____ DATASET RECORDS

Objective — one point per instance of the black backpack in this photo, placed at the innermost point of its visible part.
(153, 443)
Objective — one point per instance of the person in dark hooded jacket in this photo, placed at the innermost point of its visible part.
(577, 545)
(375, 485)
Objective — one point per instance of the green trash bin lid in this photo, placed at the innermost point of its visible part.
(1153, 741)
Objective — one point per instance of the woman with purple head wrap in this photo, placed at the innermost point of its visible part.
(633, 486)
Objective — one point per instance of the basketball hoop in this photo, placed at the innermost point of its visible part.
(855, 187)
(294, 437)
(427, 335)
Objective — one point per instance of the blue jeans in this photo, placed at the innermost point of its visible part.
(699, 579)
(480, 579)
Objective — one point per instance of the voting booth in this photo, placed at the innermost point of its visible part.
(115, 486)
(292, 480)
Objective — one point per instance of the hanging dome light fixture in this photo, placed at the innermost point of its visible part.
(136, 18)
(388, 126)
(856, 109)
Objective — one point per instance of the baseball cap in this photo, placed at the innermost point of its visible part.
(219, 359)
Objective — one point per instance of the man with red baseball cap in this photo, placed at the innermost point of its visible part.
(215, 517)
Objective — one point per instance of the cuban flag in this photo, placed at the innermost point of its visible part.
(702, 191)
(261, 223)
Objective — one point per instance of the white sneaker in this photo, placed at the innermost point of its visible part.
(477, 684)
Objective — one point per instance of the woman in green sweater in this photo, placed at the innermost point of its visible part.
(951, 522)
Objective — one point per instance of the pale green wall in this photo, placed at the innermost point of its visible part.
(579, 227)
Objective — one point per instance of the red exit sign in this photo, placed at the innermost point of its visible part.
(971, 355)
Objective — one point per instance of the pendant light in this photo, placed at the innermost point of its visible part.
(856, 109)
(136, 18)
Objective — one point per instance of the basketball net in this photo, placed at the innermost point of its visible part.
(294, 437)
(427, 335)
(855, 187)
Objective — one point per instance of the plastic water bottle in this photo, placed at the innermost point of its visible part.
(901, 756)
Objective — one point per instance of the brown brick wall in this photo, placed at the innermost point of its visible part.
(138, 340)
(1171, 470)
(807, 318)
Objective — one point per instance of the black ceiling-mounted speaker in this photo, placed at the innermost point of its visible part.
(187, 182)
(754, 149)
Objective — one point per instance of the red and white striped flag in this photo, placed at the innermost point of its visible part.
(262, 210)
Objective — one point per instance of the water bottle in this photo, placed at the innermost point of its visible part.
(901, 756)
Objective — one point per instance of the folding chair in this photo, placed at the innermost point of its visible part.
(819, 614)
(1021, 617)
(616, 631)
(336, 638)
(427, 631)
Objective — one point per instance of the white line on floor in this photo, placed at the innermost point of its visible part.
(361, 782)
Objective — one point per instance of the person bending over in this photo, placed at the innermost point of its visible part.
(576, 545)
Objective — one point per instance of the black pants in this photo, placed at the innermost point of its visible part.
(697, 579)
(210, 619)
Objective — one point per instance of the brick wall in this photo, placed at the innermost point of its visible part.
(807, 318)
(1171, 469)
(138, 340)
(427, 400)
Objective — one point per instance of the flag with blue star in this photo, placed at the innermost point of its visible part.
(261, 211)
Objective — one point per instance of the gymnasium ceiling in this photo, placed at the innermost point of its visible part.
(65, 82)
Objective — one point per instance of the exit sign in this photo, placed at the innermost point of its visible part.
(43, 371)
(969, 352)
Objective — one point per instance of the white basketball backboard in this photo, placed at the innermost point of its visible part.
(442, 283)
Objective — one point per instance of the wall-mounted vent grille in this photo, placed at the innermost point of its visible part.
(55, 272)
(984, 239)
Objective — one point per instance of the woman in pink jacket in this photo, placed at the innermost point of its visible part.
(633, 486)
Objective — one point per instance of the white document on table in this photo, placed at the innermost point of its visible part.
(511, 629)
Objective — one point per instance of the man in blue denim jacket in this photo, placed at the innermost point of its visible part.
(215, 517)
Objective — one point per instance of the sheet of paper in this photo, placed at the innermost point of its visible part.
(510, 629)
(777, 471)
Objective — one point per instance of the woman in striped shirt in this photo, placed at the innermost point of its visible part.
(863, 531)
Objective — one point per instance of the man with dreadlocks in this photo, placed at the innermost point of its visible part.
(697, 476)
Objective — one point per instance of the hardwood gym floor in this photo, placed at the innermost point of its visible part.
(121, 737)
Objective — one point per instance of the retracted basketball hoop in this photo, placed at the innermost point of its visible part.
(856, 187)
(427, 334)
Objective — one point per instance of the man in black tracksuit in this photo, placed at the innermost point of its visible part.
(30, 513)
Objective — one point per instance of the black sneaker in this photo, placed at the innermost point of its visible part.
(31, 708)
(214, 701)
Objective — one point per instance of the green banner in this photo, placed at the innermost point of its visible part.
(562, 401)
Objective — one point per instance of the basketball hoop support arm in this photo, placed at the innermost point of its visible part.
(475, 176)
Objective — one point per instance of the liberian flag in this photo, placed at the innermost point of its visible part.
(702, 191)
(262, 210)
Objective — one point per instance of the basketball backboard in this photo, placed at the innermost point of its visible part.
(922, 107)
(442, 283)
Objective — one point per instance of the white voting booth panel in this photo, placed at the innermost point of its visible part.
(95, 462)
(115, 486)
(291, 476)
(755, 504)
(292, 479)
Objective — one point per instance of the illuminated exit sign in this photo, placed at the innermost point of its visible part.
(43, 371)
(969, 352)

________
____ DATASET RECORDS

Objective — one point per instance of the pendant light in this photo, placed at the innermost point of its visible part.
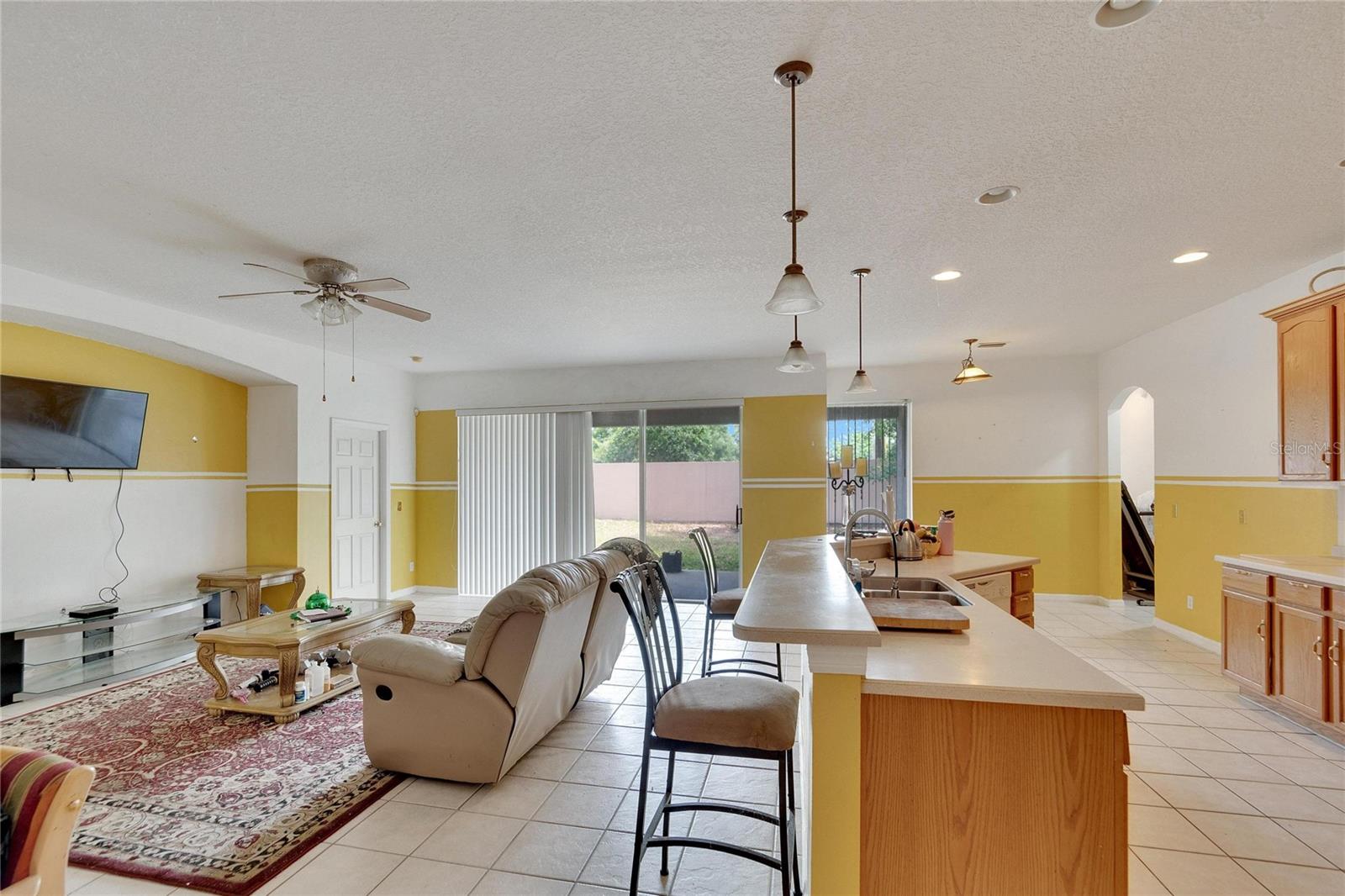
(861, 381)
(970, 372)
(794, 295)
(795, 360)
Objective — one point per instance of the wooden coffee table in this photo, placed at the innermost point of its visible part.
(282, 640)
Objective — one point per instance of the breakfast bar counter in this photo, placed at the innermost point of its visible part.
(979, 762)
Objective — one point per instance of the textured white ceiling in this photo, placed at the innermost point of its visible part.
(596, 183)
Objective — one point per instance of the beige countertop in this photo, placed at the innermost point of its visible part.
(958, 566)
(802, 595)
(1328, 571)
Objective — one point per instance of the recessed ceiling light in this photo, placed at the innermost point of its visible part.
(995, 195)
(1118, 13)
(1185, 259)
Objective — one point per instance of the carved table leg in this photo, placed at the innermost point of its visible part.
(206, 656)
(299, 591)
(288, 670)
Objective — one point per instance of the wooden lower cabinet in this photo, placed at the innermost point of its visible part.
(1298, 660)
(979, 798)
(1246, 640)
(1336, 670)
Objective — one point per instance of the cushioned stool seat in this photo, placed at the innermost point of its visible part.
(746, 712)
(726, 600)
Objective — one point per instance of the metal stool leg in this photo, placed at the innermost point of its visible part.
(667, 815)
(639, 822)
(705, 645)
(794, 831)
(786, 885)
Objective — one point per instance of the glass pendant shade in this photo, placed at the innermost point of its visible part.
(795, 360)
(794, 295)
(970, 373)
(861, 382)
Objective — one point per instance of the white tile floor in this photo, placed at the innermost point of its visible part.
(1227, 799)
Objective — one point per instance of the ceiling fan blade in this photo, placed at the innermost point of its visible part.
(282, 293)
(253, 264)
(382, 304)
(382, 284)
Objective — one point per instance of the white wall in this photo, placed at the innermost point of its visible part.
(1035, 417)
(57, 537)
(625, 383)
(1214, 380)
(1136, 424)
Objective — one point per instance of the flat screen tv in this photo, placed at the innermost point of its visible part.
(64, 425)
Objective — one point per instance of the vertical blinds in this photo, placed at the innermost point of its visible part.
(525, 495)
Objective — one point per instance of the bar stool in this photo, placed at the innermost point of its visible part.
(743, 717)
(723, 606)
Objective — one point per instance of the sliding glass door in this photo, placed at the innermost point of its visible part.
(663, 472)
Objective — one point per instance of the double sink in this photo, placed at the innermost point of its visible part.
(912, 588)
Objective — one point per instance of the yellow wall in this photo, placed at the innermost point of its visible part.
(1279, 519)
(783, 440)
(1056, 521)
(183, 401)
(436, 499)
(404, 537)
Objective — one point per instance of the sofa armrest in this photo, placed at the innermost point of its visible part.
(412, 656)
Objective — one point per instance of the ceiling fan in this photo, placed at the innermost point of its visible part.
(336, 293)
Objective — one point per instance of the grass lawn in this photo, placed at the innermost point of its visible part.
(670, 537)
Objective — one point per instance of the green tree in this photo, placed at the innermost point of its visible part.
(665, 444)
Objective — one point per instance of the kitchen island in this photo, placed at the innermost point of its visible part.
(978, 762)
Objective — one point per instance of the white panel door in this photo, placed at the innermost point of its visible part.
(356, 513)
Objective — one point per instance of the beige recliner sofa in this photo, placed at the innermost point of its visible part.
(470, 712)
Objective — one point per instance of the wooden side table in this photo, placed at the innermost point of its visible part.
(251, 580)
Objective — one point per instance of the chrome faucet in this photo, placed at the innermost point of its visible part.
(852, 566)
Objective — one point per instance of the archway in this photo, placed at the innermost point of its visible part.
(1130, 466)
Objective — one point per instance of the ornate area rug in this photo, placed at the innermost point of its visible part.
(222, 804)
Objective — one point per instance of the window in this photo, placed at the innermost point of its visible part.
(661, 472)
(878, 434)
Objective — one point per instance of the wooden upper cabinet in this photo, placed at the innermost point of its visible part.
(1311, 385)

________
____ DATASET RECORDS

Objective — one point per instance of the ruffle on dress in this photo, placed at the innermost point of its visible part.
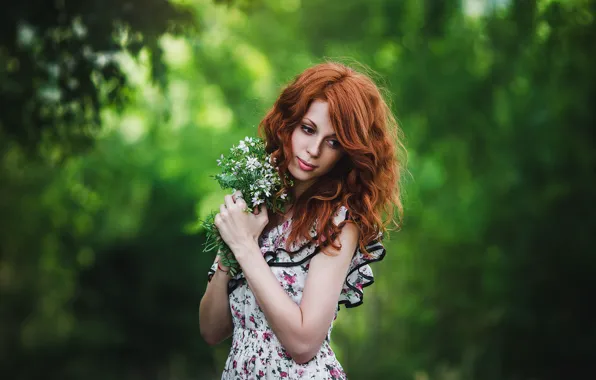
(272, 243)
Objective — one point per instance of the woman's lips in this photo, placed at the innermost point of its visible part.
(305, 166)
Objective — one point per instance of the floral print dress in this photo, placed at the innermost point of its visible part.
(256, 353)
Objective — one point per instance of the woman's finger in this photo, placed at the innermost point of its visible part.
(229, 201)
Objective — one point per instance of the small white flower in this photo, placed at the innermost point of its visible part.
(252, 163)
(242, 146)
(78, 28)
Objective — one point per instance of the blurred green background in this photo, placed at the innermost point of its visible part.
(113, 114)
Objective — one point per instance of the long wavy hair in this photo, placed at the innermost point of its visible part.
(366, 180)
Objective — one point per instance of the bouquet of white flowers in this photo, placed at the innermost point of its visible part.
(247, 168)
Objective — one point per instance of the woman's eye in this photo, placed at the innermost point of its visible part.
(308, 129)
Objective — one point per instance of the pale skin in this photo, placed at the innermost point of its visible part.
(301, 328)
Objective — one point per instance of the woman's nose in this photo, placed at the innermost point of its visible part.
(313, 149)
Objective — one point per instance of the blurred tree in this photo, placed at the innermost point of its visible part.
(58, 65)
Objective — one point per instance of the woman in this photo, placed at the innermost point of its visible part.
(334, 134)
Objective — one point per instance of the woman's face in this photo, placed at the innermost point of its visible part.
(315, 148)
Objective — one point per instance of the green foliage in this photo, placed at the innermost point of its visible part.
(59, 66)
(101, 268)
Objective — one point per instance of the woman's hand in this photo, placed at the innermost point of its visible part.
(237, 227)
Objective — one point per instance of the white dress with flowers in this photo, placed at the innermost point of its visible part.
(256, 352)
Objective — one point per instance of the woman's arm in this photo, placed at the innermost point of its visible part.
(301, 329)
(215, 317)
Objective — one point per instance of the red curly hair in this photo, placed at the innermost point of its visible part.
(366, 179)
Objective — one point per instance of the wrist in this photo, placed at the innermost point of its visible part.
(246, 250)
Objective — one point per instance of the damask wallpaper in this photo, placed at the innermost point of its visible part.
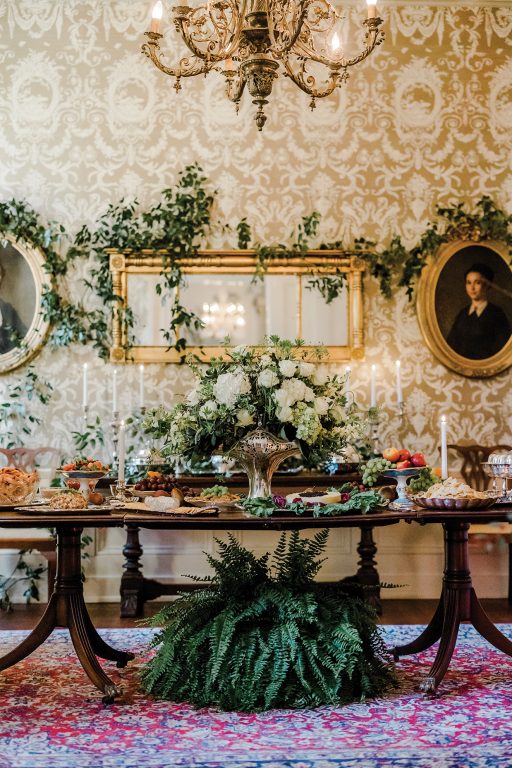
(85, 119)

________

List every line of the material above that contains the word "sofa".

■ **OUTPUT OF THE EXERCISE**:
Objective — one point per instance of the sofa armrest in this photo, placed at the innermost point of its visible part.
Objective — one point per instance of the beige recliner sofa in this photo, placed at the innermost point of its visible part.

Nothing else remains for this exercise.